(Entries from a pointing dataset)
============================================================

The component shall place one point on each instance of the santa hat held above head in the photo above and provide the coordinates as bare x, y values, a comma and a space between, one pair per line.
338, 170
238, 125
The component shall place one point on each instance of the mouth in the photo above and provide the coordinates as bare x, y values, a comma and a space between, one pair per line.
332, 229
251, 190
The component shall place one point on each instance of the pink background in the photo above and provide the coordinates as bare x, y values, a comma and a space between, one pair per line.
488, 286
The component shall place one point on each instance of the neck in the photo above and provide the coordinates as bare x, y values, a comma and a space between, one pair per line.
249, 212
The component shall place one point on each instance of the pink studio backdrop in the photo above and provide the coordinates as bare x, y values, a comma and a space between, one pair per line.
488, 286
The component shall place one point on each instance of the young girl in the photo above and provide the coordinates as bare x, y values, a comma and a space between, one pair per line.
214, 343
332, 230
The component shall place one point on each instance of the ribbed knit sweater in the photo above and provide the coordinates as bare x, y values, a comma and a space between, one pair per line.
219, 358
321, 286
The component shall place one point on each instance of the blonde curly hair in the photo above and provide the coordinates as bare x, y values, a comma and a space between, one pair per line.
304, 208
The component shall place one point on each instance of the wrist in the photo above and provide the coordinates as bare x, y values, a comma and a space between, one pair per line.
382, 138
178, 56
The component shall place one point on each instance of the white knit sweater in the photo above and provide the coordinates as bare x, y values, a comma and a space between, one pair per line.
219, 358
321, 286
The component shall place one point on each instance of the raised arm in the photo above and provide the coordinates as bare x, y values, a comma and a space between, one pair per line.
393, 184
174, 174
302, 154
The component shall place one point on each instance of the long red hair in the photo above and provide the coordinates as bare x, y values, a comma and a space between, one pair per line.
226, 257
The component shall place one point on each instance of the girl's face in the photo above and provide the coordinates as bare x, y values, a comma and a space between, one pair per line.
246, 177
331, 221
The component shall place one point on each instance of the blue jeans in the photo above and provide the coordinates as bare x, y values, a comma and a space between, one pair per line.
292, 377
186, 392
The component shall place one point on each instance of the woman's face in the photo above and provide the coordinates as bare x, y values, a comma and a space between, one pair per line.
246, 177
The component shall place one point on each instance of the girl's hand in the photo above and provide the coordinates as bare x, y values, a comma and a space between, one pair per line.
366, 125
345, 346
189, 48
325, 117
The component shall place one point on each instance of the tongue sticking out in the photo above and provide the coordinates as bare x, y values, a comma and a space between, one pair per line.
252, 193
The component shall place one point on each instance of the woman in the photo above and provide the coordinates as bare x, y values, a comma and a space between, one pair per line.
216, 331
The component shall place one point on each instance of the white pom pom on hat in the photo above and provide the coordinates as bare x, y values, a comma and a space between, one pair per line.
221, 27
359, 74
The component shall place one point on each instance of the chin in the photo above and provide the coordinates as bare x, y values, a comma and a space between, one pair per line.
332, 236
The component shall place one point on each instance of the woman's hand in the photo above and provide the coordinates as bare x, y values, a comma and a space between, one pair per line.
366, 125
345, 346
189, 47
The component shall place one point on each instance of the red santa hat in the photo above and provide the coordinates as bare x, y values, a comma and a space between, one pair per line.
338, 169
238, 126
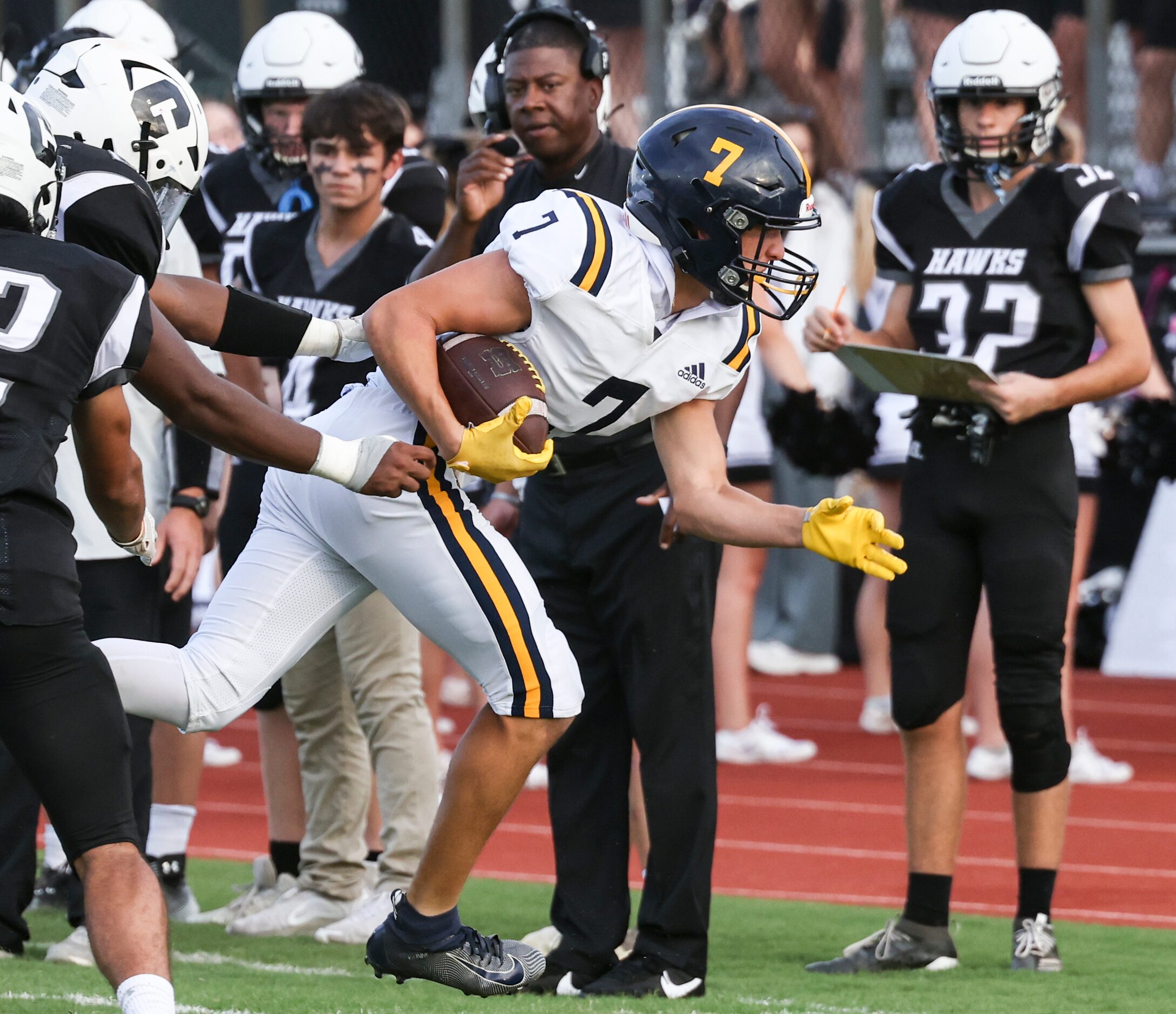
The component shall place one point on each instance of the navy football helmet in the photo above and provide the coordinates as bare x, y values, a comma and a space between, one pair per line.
706, 174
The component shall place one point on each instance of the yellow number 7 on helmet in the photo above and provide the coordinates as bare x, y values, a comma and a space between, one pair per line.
733, 152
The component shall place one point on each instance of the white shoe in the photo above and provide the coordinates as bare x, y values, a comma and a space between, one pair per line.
295, 913
989, 764
217, 754
760, 742
544, 940
1091, 767
778, 659
266, 888
75, 950
537, 778
359, 926
876, 718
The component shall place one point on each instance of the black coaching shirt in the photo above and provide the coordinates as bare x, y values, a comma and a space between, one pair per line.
604, 173
1005, 286
72, 325
282, 261
236, 193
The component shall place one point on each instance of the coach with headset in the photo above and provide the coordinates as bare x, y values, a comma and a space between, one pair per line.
638, 618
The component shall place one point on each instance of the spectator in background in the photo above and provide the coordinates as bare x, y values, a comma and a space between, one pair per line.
1154, 31
224, 126
796, 617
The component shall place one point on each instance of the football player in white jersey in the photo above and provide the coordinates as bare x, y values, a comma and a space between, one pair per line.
648, 311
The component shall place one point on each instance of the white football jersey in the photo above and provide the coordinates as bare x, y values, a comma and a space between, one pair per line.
596, 338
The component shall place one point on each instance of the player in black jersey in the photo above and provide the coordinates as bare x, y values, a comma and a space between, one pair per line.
1013, 262
75, 326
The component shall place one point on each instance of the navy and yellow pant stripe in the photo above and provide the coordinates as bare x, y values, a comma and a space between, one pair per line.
496, 592
598, 257
741, 354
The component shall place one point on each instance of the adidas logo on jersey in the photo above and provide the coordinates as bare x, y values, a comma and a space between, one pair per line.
976, 260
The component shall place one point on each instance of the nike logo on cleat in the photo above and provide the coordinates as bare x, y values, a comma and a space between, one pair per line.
675, 991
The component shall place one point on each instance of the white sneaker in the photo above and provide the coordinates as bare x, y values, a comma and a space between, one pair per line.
778, 659
217, 754
75, 950
989, 764
458, 692
544, 940
537, 778
1091, 767
760, 742
295, 913
266, 888
359, 926
875, 716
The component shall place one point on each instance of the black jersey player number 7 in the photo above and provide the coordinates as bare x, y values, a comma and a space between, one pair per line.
954, 299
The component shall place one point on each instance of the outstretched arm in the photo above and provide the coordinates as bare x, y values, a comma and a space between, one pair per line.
709, 506
225, 416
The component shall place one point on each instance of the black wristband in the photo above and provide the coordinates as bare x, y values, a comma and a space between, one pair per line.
259, 326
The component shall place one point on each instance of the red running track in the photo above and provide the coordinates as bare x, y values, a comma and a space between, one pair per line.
832, 830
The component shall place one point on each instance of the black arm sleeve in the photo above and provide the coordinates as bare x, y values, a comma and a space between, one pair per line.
259, 326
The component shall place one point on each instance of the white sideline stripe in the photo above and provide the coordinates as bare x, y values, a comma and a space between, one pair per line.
840, 852
897, 810
85, 999
211, 958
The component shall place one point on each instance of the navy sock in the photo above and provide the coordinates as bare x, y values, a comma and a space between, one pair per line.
285, 855
1035, 892
427, 932
928, 899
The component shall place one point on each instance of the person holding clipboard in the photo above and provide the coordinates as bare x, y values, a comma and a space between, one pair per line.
1009, 261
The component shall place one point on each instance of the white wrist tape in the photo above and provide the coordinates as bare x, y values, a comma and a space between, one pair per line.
342, 339
349, 463
321, 338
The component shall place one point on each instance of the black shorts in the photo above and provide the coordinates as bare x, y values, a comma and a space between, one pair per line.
1155, 21
1008, 528
62, 719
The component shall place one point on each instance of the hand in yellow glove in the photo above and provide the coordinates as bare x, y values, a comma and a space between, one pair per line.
853, 536
488, 451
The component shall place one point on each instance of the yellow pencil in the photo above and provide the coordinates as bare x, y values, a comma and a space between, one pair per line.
841, 295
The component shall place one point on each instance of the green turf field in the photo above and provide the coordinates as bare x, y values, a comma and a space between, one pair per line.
759, 950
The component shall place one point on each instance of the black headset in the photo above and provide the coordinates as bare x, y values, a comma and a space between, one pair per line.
593, 58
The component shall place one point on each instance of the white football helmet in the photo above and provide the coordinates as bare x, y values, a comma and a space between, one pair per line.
30, 167
131, 22
131, 103
1000, 55
296, 56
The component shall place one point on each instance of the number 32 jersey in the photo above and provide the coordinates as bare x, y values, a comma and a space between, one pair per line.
600, 334
1005, 286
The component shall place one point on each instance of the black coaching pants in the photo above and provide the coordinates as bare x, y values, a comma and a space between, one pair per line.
639, 620
1007, 528
120, 599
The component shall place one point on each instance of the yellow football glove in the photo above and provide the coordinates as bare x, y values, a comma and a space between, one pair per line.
488, 451
853, 536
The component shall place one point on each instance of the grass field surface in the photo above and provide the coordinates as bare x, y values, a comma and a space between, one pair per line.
758, 954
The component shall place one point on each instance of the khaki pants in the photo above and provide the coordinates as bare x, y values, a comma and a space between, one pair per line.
357, 705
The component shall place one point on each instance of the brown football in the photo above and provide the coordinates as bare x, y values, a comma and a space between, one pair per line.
483, 377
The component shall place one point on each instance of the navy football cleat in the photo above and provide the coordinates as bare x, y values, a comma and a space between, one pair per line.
477, 965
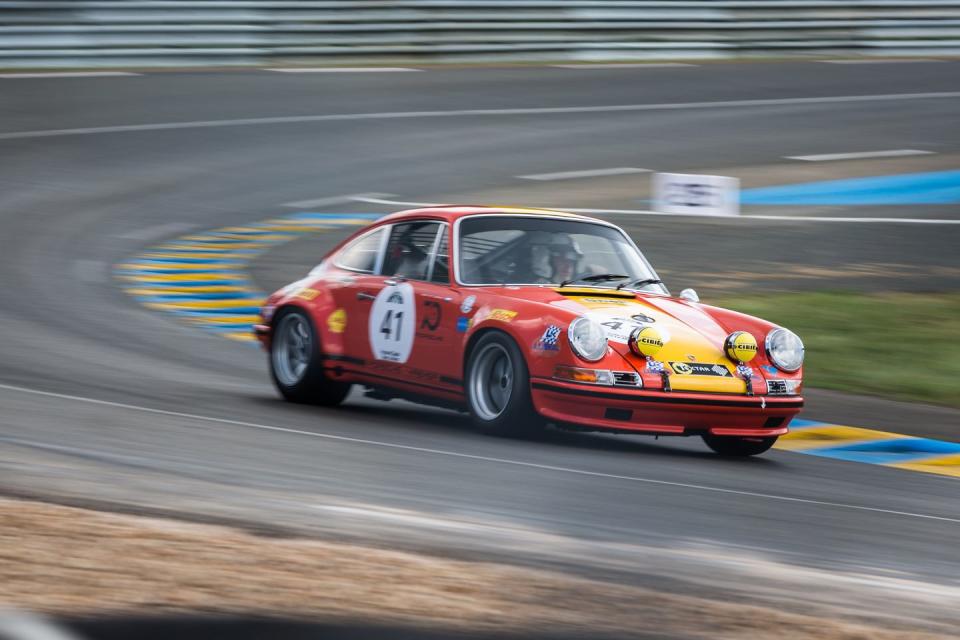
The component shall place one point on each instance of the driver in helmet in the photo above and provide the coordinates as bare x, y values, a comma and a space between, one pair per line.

============================================================

GOAL. Starting at the line containing "of the brown", write out each line through the last one in the listing above, inclusive, and nothing else. Pictures are excluded from the copy.

OUTPUT OF THE TASK.
The component shall place one point on each instance of the brown football in the photo above and provide the coordinates as bare x, y values, a comma and a space between, one pair per line.
483, 377
The component shall place one point on each instance of the navy football cleat in the photo above and provide the coordinates as bare x, y values, a comma and a space between, one pair per line.
477, 965
The component shall place one point on each instance of the driver in helmet in the photo above and provide the coordinates as bare x, y values, a comma and a space between, one pair per line.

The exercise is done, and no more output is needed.